● **AUFGABENSTELLUNG**:
Schreiben Sie das gesamte folgende Material Zeile für Zeile unverändert ab.

● **GEGEBENE DATEN**:

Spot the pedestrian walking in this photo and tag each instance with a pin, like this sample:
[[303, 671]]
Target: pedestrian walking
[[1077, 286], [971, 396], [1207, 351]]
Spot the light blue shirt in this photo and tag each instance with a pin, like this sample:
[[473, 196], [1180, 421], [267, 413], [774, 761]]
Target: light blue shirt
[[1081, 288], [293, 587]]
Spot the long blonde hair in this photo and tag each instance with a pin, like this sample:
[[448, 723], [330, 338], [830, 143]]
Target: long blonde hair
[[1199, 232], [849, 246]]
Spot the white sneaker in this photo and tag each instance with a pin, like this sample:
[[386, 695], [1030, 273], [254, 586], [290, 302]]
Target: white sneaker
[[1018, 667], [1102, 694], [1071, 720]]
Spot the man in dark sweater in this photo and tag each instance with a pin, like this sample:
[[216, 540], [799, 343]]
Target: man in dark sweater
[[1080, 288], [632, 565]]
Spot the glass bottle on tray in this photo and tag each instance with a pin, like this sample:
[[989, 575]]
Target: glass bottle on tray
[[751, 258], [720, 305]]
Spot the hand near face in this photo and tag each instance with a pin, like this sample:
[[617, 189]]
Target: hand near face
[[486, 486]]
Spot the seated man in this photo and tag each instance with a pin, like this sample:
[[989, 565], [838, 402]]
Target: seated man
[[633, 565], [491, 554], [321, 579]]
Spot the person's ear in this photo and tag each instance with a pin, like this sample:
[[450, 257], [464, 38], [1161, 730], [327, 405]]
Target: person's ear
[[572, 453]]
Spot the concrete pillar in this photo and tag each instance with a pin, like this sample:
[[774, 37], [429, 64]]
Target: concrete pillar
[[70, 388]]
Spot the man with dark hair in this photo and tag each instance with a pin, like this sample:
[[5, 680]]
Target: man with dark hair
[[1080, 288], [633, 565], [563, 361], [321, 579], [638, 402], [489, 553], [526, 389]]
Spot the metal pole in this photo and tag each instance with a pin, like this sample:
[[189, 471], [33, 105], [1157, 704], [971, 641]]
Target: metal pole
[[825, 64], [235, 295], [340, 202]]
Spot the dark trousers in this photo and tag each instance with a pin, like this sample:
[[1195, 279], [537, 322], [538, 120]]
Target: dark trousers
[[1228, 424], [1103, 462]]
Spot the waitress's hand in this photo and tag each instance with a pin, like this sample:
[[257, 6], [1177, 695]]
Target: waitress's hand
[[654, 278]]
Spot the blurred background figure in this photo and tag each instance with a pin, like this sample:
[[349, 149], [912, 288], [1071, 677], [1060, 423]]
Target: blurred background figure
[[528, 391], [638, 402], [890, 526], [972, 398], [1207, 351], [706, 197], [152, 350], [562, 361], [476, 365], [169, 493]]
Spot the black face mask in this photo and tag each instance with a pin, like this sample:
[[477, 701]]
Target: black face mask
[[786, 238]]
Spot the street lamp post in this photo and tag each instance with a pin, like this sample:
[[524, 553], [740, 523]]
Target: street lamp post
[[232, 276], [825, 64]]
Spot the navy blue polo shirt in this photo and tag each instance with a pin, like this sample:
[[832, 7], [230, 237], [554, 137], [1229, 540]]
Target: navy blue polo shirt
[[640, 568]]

● **ERGEBNIS**:
Spot the pedestrian walking in this photo and tag each instance with a pin, like this sample:
[[303, 671]]
Target: pedestrian walking
[[1077, 286], [971, 396], [1207, 351]]
Spot the light blue shirt in this photo and tag each instance with a pin, like this sample:
[[473, 196], [1180, 421], [267, 413], [774, 761]]
Target: light blue shirt
[[1081, 288], [293, 587]]
Spot the long blonde hair in this photo and tag each instance with a pin, like this sample:
[[448, 723], [330, 338], [830, 143]]
Target: long blonde hair
[[1199, 232], [849, 246]]
Spot the white sneaker in this photo and tag each instance with a pin, like this sample:
[[386, 695], [1030, 273], [254, 586], [290, 302]]
Target: white sneaker
[[1018, 667], [1102, 694], [1071, 720]]
Spot the man in dark sweater in this photo and tag each instance with a pin, like this sample:
[[216, 540], [799, 343]]
Target: man in dark sweater
[[1080, 288], [632, 565]]
Spot the glass bottle on tray in this photo and tag each instance with a pin, like this sample:
[[989, 575]]
Target: glass bottle on tray
[[751, 258], [720, 305]]
Spot the hand near face in this photo and tag each instance with a pin, like this sample:
[[617, 189]]
Target: hand near face
[[486, 486]]
Spot the seated man in this photo and tag each instance with a pin, like this sample:
[[989, 565], [838, 402]]
Target: seated man
[[633, 565], [491, 554], [321, 579]]
Spot the person's ear in this photo and tag each instance with a pin, like this sample:
[[450, 257], [464, 38], [1161, 730], [327, 405]]
Target: person's ear
[[572, 453]]
Spot the concrete pillar in this photo and tag each instance with a pin, like this sample:
[[774, 37], [429, 64]]
Target: concrete pillar
[[70, 388]]
Spot the man with dark hair in this photo and tag each instance with a pin, like this sample:
[[5, 680]]
Target: man with dark hair
[[1080, 288], [633, 565], [563, 361], [321, 579], [638, 402], [489, 553], [526, 389]]
Spot the metal pole in this photo and tag each instance with a pin, like this sample:
[[189, 471], [33, 105], [1157, 704], [971, 641]]
Target: metal pole
[[825, 64], [235, 295], [340, 202]]
Spot the dark trousers in this photo and tag each instance with a pin, like this sample:
[[1195, 279], [537, 322], [538, 120]]
Target: dark trousers
[[1228, 424], [1103, 462]]
Spot the waitress's hand in this photo and tag each instance with a pin, like this sample:
[[257, 6], [1177, 695]]
Target: waitress's hand
[[654, 278]]
Spot the blurred background figure in this photo and tag each instance with a pin, like this sample:
[[349, 149], [912, 288], [1071, 677], [1060, 423]]
Target: blurred background figure
[[528, 391], [638, 402], [890, 526], [972, 398], [1207, 351], [706, 197], [152, 350], [562, 361], [476, 365], [169, 493]]
Spot the black face mask in this photo and tag each instance with a pin, like this sample:
[[477, 701]]
Target: black face mask
[[786, 238]]
Spot the street lamp post in this photo and tag each instance with a pin, like this sample:
[[524, 553], [740, 523]]
Target: street lamp post
[[232, 276], [825, 64]]
Spot the navy blue polo shirt in this photo and tag each instance with a pin, like this sample:
[[832, 7], [230, 237], [554, 137], [1229, 540]]
Target: navy blue polo shirt
[[640, 568]]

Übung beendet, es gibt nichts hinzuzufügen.